→ Exercise description
Please copy every line of the data below in full, leaving out the picture lines. Multiply each coordinate in the answer points by 0.35 and round it to a whole number, rounding halves up, but keep the sample coordinates in the wording unchanged.
** BEGIN Supplied entries **
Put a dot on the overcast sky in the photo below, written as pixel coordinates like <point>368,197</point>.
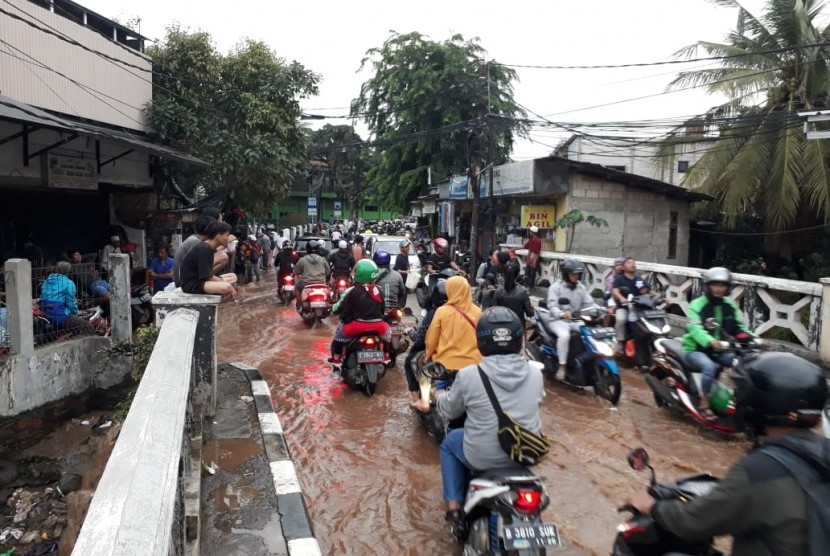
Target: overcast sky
<point>331,37</point>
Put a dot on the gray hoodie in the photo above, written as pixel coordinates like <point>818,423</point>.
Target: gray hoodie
<point>520,391</point>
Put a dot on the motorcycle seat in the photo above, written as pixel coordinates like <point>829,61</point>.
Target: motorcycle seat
<point>674,349</point>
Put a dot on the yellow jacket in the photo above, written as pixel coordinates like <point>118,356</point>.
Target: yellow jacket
<point>451,339</point>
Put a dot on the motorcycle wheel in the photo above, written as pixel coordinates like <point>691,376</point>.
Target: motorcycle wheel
<point>607,384</point>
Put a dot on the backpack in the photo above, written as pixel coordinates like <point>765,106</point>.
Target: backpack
<point>816,490</point>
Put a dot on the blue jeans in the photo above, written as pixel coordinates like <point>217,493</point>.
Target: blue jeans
<point>709,367</point>
<point>454,466</point>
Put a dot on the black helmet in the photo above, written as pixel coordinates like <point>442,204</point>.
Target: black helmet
** END Supplied entries **
→ Reply to the exercise
Put a dot on the overcast sky in the photo below, written as pixel coordinates like <point>368,197</point>.
Target: overcast sky
<point>116,13</point>
Put a dot on the gray hoodie in the photo above, written as pixel coordinates like <point>818,423</point>.
Target: gray hoodie
<point>182,137</point>
Put a dot on the motorcycle seat in the photo above, written as pixel coordinates like <point>829,61</point>.
Target: motorcycle seat
<point>236,122</point>
Put a dot on the yellow jacket in the photo above, written as pixel coordinates like <point>118,356</point>.
Target: yellow jacket
<point>158,119</point>
Put a dot on the motorcycle wheel in the photo above, written as pixel coordinates like <point>691,376</point>.
Target: motorcycle wheel
<point>212,134</point>
Put a dot on the backpack in the photo above, written as pixel coordinates like <point>765,106</point>.
Target: backpack
<point>286,172</point>
Put a dot on the blue jeans in the photo above, written as pixel coordinates like <point>217,493</point>.
Target: blue jeans
<point>248,128</point>
<point>159,163</point>
Put a dot on the black helmet in the photo above, written as pixel coordinates like <point>442,204</point>.
Target: black helmet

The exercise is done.